━━ Quoted passage ━━
Is Virtual Reality Effective in Orthopedic Rehabilitation? A Systematic Review and Meta-Analysis

Gumaa M, Youssef AR. Is Virtual reality Effective in Orthopedic Rehabilitation? A Systematic Review and Meta-Analysis. Physical Therapy. 2019;99(10):1304-1325. doi:10.1093/ptj/pzz093

Link to Original Article: https://academic.oup.com/ptj/article/99/10/1304/5537309

Key Points

- Virtual reality (VR) is a promising technology for orthopedic rehabilitation, with potential benefits in chronic neck pain and shoulder impingement syndrome.

- VR and exercises have similar effects in rheumatoid arthritis, knee arthritis, ankle instability, and post-anterior cruciate reconstruction.

- The evidence of VR effectiveness in fibromyalgia, back pain, and after knee arthroplasty is absent or inconclusive.

- The majority of the reviewed studies were of moderate quality, with few high-quality studies available.

- Heterogeneity in interventions and outcome measures of the reviewed studies was a limitation.
━━━
━━ Entries supplied ━━
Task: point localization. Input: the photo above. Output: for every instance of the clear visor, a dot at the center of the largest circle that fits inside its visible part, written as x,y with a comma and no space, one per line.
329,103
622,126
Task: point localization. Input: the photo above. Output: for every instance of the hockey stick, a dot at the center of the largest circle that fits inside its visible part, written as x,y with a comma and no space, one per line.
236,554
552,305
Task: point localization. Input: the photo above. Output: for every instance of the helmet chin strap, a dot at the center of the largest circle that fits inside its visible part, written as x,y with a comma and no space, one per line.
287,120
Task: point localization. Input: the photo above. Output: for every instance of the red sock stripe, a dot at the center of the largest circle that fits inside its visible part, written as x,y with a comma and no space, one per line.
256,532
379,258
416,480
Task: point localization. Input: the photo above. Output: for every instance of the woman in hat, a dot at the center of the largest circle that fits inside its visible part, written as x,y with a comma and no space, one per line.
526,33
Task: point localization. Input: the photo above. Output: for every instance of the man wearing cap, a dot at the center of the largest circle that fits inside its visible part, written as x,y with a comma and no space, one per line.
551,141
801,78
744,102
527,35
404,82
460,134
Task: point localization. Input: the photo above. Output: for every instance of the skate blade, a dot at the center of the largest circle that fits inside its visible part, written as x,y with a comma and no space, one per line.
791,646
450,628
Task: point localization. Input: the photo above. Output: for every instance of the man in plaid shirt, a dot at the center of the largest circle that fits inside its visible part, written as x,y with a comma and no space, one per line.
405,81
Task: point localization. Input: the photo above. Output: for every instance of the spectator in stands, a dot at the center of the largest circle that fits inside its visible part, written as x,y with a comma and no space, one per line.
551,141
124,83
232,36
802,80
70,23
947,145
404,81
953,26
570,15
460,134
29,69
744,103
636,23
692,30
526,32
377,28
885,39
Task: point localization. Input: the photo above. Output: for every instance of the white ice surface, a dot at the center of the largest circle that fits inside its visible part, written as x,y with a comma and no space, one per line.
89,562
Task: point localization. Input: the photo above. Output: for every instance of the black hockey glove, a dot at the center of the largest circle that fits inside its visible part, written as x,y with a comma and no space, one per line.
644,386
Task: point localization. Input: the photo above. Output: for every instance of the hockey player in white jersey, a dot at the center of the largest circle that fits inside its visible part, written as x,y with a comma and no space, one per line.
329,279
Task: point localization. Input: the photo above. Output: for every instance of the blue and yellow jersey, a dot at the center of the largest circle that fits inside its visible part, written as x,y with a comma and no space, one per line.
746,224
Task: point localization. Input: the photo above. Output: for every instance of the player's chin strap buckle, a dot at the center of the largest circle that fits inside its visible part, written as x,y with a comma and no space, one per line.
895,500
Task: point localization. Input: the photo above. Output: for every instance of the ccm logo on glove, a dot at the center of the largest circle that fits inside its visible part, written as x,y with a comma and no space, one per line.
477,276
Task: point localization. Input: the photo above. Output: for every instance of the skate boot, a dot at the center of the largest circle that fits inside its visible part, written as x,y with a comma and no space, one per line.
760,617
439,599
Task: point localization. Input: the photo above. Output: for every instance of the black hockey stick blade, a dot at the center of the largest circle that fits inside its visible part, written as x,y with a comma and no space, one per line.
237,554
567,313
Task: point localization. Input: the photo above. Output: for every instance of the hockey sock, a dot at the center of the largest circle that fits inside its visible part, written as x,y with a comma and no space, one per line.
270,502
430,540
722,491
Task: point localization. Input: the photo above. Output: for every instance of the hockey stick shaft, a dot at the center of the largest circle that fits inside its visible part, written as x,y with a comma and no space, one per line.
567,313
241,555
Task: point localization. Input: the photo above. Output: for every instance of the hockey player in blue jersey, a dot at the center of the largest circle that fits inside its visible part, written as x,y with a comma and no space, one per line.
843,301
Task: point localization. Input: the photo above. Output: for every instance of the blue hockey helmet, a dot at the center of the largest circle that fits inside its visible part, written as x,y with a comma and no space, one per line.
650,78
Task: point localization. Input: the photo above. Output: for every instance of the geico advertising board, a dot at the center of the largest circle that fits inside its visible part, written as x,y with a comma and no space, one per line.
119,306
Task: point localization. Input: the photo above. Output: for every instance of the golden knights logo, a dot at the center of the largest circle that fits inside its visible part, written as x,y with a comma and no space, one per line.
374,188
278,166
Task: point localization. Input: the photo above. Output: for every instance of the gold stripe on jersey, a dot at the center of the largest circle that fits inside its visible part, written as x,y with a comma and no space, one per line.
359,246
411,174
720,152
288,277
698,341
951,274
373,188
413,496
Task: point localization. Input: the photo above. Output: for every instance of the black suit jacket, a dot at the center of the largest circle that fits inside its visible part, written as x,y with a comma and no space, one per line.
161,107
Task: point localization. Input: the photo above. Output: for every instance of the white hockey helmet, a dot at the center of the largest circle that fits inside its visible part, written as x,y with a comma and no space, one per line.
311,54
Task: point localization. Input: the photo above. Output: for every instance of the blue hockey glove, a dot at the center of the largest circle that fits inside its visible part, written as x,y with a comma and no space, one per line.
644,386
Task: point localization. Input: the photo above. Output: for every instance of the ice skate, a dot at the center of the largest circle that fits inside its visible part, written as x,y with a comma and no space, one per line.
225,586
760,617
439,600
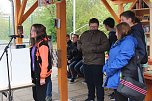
━━━
Exercise:
Answer these questions about the review summary on virtual reality in orthopedic rehabilitation:
1. In which journal was the review published?
2. For which two conditions does the summary report potential benefits of virtual reality?
3. What quality were most of the reviewed studies?

Exercise output:
1. Physical Therapy
2. Chronic neck pain and shoulder impingement syndrome
3. Moderate quality